** Begin **

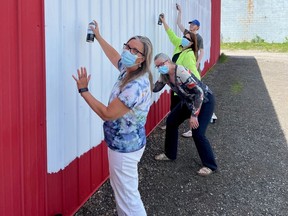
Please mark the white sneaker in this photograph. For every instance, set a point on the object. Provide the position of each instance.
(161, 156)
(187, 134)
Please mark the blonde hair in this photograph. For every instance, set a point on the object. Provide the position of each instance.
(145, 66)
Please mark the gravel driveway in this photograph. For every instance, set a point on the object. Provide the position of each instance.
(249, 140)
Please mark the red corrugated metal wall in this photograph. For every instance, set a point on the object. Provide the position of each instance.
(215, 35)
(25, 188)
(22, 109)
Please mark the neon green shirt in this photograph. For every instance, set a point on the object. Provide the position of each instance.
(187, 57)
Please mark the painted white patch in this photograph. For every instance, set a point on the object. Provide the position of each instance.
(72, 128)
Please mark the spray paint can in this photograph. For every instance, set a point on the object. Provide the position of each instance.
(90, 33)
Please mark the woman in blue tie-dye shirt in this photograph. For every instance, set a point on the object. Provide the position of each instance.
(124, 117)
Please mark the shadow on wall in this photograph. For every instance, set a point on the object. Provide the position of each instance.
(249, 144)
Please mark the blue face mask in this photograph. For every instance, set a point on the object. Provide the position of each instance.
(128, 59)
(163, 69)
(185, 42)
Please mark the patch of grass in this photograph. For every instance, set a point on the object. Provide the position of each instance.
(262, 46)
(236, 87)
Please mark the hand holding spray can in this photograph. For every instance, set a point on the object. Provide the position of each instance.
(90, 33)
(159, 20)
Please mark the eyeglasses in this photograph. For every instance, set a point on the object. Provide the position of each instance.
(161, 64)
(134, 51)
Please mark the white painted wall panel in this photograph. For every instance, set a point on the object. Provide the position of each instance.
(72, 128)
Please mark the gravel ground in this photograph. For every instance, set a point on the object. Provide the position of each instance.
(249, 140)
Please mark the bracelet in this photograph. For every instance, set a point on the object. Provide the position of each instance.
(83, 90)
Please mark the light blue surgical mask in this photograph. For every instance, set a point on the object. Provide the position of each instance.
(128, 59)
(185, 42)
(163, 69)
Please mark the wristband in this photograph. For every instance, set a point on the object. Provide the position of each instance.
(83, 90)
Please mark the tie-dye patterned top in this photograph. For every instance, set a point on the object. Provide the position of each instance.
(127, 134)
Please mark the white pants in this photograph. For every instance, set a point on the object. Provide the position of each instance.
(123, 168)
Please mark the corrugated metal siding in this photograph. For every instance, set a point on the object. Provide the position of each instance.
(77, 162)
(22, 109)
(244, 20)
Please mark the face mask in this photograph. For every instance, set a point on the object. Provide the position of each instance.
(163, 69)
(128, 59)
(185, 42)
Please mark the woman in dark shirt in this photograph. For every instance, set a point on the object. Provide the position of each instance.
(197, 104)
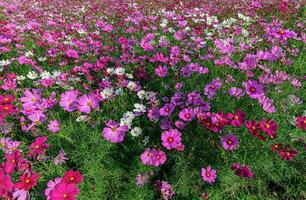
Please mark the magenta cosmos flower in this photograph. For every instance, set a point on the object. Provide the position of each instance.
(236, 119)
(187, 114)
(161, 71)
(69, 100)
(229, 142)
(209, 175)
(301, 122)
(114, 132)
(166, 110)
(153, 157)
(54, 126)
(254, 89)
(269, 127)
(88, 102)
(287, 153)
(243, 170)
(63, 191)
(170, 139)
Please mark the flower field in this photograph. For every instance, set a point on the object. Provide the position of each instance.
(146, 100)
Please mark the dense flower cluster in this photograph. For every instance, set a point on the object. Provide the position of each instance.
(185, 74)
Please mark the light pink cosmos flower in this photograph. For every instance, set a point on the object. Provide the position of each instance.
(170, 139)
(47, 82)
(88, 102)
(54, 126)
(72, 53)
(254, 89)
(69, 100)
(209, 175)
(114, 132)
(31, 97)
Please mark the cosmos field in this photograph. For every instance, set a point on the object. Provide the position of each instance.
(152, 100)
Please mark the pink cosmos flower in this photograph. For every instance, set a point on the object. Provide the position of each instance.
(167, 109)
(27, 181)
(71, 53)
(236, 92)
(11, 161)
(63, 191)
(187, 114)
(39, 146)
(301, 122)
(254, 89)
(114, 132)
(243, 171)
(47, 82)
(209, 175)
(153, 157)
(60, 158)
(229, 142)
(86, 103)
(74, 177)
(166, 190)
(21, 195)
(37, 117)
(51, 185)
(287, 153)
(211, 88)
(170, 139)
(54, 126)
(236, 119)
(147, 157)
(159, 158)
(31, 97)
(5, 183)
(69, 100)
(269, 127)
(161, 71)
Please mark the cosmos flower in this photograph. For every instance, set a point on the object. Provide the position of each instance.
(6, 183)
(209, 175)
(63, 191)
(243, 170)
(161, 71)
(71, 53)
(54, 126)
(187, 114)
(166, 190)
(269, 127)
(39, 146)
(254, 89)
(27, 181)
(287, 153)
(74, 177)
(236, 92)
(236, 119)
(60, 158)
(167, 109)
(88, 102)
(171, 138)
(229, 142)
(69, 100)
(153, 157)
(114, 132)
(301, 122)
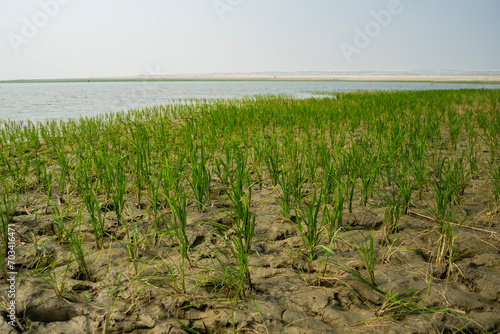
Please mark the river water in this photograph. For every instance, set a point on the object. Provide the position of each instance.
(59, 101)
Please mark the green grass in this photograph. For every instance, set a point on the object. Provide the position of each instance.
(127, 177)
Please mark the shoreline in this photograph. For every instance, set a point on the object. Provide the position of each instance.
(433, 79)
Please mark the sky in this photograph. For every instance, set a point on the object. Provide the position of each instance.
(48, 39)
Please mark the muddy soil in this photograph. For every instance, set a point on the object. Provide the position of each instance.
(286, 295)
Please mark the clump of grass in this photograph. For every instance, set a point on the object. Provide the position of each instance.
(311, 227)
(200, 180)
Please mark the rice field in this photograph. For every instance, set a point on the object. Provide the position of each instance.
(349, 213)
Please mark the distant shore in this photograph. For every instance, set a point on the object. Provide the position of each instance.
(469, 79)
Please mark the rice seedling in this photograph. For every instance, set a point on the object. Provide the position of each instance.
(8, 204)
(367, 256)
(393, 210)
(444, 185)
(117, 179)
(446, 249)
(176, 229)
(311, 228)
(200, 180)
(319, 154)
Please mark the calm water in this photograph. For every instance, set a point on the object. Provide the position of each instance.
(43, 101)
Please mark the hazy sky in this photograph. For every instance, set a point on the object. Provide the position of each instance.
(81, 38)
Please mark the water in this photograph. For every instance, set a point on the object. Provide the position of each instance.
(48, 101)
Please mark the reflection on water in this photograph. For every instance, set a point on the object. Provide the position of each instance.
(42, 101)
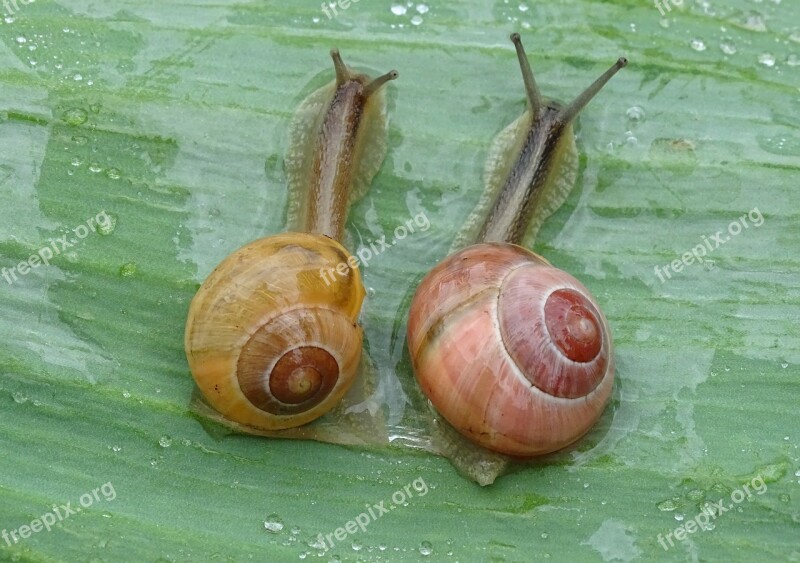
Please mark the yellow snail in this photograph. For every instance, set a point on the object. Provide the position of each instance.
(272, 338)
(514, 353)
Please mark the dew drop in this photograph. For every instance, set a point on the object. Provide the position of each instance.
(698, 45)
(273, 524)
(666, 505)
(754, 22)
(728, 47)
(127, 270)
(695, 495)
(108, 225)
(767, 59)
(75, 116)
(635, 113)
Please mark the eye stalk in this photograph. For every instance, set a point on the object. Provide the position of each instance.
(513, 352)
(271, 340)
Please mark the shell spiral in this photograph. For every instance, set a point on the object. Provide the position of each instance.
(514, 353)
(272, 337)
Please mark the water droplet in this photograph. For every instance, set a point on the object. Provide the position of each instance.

** End **

WORK TO DO
Please quote exactly the lines from the one containing "Please mark the eye stalk" through the last line of the records above, both included, and nothing else.

EXERCISE SOLUTION
Please mark the eye stalk in this photograph. For every instance, set a point on the object. Provide the position of each instance.
(513, 352)
(271, 340)
Please mark the shell spiral in this photograph. For every instance, set a point on the object. Provide the position of each instance.
(514, 353)
(272, 337)
Please mark the water droplet in this photograph. For every instance, set a point on the object. Provide the position of each instance.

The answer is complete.